Gather every line of the listing below that contains the string "firefighter", matching case exactly.
───── RECORDS SHOWN ─────
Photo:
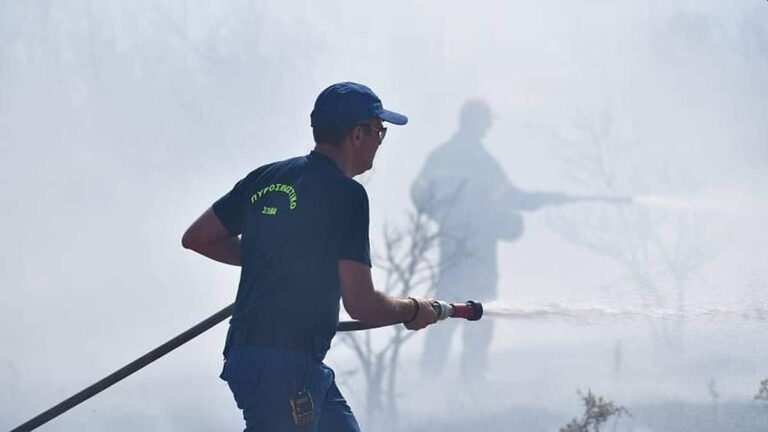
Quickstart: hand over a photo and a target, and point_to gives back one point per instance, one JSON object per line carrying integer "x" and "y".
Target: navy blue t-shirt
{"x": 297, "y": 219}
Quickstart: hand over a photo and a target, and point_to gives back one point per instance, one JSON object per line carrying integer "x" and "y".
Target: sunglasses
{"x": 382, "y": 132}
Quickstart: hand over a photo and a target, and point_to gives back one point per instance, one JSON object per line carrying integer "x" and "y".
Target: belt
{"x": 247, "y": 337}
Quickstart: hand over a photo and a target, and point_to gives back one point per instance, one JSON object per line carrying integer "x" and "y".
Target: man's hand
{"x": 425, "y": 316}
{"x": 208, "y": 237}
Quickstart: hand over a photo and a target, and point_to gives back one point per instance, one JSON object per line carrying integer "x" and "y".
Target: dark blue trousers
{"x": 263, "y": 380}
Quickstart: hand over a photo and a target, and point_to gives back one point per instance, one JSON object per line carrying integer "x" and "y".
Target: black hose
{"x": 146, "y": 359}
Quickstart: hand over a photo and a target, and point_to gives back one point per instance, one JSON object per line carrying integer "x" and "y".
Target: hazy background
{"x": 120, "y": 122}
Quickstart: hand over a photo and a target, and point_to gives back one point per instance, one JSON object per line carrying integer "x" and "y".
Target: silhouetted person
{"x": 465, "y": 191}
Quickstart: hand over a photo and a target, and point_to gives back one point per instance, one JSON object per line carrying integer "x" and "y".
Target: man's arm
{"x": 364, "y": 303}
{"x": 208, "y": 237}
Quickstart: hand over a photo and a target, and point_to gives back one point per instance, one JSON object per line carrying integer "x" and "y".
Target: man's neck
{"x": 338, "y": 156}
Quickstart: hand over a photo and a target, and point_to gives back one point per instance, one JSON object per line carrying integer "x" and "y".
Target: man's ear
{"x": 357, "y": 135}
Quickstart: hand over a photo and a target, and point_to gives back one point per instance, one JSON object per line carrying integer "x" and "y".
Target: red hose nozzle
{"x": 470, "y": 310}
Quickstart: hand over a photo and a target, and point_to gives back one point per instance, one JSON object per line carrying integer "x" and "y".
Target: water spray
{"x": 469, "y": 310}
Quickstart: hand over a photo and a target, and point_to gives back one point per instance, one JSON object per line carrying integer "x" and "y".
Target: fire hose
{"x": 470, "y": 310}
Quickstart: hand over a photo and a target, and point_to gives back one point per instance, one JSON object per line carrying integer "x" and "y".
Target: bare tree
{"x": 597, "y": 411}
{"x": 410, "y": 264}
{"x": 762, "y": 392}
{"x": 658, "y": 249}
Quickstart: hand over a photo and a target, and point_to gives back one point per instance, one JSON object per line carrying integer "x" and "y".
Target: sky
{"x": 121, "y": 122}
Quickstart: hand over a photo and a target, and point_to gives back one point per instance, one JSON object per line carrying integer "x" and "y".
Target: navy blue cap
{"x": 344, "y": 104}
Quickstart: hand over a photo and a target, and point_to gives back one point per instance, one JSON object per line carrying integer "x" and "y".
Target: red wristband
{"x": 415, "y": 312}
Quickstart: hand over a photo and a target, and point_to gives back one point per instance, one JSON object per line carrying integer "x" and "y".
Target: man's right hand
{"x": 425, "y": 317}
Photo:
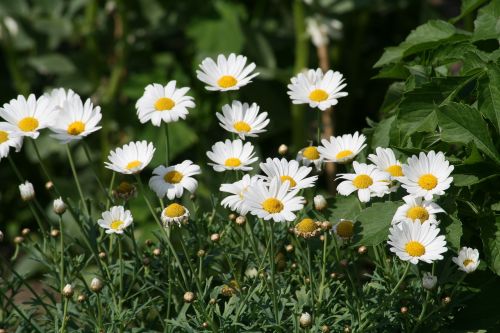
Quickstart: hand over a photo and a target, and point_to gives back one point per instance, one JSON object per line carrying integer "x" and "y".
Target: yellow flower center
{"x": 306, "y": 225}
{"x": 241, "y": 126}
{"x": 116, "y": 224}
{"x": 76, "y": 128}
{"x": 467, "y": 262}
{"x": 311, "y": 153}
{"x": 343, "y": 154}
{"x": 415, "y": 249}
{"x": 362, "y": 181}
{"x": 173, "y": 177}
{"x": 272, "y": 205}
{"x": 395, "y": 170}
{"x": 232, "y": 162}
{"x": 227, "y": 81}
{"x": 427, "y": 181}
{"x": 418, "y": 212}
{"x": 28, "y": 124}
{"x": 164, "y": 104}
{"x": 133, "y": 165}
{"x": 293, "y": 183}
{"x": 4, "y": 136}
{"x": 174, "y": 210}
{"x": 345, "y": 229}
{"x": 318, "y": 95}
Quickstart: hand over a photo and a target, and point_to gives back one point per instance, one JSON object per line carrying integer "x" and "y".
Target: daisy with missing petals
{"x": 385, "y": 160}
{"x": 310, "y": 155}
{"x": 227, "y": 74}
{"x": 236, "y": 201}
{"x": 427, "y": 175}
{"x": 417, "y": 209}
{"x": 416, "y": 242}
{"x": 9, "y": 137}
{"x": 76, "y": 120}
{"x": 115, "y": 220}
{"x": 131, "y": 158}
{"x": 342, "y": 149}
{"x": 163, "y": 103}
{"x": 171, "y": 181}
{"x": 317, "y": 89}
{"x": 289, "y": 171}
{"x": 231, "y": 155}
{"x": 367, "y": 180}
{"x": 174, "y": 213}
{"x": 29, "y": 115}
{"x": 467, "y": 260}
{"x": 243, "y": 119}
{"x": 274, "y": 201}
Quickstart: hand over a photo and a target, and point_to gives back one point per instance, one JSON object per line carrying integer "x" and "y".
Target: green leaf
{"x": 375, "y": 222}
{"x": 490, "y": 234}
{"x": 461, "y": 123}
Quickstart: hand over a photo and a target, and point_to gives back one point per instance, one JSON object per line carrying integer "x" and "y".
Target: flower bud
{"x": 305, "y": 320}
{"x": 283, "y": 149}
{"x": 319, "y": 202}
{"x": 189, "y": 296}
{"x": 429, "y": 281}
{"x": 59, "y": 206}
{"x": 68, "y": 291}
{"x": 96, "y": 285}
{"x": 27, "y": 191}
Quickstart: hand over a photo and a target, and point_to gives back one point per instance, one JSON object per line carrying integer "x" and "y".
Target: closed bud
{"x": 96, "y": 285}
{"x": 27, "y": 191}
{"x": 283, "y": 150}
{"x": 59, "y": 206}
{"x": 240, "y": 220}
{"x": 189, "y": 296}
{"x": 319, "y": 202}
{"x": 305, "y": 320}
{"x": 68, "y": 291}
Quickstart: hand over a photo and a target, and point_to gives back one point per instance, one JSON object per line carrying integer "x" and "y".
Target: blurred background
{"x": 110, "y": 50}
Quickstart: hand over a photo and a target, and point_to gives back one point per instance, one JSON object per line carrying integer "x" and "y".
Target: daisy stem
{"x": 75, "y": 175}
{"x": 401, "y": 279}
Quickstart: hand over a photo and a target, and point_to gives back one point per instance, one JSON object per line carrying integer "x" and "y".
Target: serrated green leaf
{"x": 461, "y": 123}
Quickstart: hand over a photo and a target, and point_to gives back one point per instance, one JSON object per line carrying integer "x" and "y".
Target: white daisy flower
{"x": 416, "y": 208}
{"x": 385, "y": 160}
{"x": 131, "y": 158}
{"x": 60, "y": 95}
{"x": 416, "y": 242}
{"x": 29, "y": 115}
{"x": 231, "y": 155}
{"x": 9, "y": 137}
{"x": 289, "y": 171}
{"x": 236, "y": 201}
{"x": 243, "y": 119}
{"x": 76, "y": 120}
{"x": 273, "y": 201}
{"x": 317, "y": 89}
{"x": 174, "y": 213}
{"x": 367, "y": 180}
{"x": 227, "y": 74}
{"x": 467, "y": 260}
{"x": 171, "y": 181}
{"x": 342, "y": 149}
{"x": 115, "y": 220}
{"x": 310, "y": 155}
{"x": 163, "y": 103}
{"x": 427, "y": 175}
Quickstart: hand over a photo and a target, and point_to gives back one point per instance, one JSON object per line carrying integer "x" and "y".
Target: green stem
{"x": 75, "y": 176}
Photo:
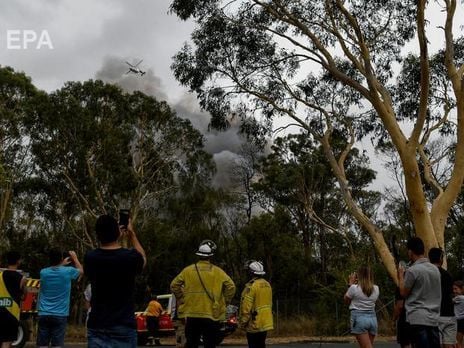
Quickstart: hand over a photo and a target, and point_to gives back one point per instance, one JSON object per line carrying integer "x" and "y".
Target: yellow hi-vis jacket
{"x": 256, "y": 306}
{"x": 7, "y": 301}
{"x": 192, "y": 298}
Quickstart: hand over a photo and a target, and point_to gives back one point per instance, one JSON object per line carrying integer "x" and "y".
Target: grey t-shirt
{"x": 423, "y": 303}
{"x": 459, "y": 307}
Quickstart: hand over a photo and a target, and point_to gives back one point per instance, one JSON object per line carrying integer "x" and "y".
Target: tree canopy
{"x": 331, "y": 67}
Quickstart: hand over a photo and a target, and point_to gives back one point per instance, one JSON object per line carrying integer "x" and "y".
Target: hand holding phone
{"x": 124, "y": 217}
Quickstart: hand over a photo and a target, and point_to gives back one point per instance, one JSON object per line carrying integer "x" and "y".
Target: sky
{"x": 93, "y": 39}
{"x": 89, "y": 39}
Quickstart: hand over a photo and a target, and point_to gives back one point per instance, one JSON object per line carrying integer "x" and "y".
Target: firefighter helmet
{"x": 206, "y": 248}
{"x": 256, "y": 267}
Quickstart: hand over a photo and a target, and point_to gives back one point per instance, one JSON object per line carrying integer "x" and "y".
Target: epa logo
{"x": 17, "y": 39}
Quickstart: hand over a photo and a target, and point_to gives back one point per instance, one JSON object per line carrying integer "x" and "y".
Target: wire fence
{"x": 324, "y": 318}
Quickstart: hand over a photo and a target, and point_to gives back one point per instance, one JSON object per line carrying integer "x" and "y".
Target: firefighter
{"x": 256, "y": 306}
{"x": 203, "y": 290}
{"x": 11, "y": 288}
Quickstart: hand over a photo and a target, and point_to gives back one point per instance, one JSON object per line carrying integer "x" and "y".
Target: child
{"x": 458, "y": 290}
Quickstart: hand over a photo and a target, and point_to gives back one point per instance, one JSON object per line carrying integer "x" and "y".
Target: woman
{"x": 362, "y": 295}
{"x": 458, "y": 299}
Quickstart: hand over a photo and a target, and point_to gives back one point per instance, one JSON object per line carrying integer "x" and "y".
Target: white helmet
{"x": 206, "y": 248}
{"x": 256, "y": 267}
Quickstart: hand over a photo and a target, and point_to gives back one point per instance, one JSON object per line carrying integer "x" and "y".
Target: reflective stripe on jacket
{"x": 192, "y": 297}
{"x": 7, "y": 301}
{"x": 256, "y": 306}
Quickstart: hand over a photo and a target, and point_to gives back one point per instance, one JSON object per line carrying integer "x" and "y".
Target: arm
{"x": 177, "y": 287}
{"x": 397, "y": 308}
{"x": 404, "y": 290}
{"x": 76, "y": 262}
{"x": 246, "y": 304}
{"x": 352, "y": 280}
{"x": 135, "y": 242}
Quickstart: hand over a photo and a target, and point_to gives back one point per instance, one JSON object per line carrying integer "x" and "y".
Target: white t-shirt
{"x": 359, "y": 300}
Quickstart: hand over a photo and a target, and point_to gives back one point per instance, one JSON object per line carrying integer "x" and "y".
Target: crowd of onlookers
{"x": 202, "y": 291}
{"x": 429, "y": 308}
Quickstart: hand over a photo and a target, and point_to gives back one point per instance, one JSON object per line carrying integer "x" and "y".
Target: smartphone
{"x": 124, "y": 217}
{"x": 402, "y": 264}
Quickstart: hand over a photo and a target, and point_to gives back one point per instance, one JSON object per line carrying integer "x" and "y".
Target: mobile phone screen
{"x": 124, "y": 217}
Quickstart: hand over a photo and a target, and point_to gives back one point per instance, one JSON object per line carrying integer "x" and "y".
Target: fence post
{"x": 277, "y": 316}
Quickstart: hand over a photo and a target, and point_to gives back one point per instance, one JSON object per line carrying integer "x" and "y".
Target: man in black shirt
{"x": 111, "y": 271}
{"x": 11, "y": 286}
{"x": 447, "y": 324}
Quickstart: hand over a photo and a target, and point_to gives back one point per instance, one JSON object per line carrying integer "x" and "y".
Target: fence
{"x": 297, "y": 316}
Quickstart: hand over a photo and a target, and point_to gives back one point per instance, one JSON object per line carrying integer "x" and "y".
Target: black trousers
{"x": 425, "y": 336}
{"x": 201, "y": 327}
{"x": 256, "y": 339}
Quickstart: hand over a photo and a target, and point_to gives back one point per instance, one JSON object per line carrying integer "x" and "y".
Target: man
─────
ANSWER TO THIS PROBLEM:
Target: firefighter helmet
Target: firefighter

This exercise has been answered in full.